• _Material provided_:
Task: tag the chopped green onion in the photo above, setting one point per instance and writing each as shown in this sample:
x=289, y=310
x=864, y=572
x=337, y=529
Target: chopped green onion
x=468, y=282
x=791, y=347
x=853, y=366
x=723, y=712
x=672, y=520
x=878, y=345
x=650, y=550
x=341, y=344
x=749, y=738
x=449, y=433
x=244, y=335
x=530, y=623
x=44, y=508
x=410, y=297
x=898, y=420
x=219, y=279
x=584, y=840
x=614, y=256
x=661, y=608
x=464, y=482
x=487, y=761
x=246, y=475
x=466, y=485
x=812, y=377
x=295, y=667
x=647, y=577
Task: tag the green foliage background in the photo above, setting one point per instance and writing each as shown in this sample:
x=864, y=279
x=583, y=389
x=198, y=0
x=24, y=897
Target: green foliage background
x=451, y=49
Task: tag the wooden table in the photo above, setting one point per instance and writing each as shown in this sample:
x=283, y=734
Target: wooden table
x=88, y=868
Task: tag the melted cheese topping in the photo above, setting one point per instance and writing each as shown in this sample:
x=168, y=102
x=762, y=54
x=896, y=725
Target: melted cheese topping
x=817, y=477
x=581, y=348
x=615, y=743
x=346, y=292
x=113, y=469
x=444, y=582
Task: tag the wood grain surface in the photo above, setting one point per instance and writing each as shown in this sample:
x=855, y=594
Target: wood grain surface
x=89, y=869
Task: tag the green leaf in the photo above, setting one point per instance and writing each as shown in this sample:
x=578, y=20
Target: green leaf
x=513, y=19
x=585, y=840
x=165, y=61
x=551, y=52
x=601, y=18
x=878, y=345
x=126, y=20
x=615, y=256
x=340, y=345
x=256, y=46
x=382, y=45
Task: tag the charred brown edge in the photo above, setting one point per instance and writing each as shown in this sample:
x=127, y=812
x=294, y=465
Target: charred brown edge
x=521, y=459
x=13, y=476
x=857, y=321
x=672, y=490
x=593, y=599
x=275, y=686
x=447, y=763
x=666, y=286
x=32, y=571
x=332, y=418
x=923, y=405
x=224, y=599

• _Given instruction_: Copy out all the records above, substituting "dining table" for every occurrence of "wooden table" and leaving everything else unchanged.

• _Expected output_:
Task: tag the chopped green onion in the photo above, setting one point per instance and writing each as shown in this sample:
x=289, y=310
x=864, y=572
x=337, y=529
Target: chopped green onion
x=468, y=282
x=791, y=347
x=853, y=366
x=723, y=712
x=672, y=520
x=878, y=345
x=650, y=550
x=341, y=344
x=749, y=738
x=449, y=433
x=244, y=335
x=530, y=623
x=44, y=508
x=410, y=297
x=898, y=420
x=219, y=279
x=584, y=840
x=614, y=256
x=661, y=608
x=464, y=482
x=487, y=761
x=246, y=475
x=466, y=485
x=812, y=377
x=295, y=667
x=647, y=577
Task: tag the green foliage background in the photo above, setting one point per instance and writing each as shown in this sample:
x=864, y=279
x=583, y=389
x=198, y=0
x=24, y=897
Target: green foliage background
x=451, y=49
Task: tag the dining table in the photo above, setting one point per instance and writing each as shown in this sample:
x=283, y=734
Target: dining table
x=88, y=868
Task: tag the melted cheese topping in the photo above, setting one point per instance and writing each as shown in this sample:
x=168, y=102
x=762, y=54
x=896, y=725
Target: melted cheese topping
x=817, y=477
x=581, y=348
x=615, y=743
x=346, y=292
x=113, y=469
x=444, y=582
Task: tag the wood grain surface in the photo above, setting one point per instance and writing each as shown in this sample:
x=855, y=594
Target: wood grain surface
x=89, y=869
Task: tag the green leaf in the photo above, setting one point per instance and writing each as shown in this sample:
x=578, y=20
Target: green leaf
x=513, y=19
x=585, y=840
x=165, y=61
x=551, y=52
x=601, y=18
x=878, y=345
x=126, y=20
x=615, y=256
x=340, y=345
x=256, y=46
x=382, y=45
Task: tag the charred brown edge in the photo above, setting one point per instance and writing each as shown in this sample:
x=127, y=812
x=294, y=465
Target: charred brown edge
x=521, y=459
x=13, y=476
x=857, y=321
x=672, y=490
x=593, y=599
x=275, y=686
x=447, y=763
x=666, y=286
x=32, y=571
x=332, y=418
x=923, y=405
x=224, y=599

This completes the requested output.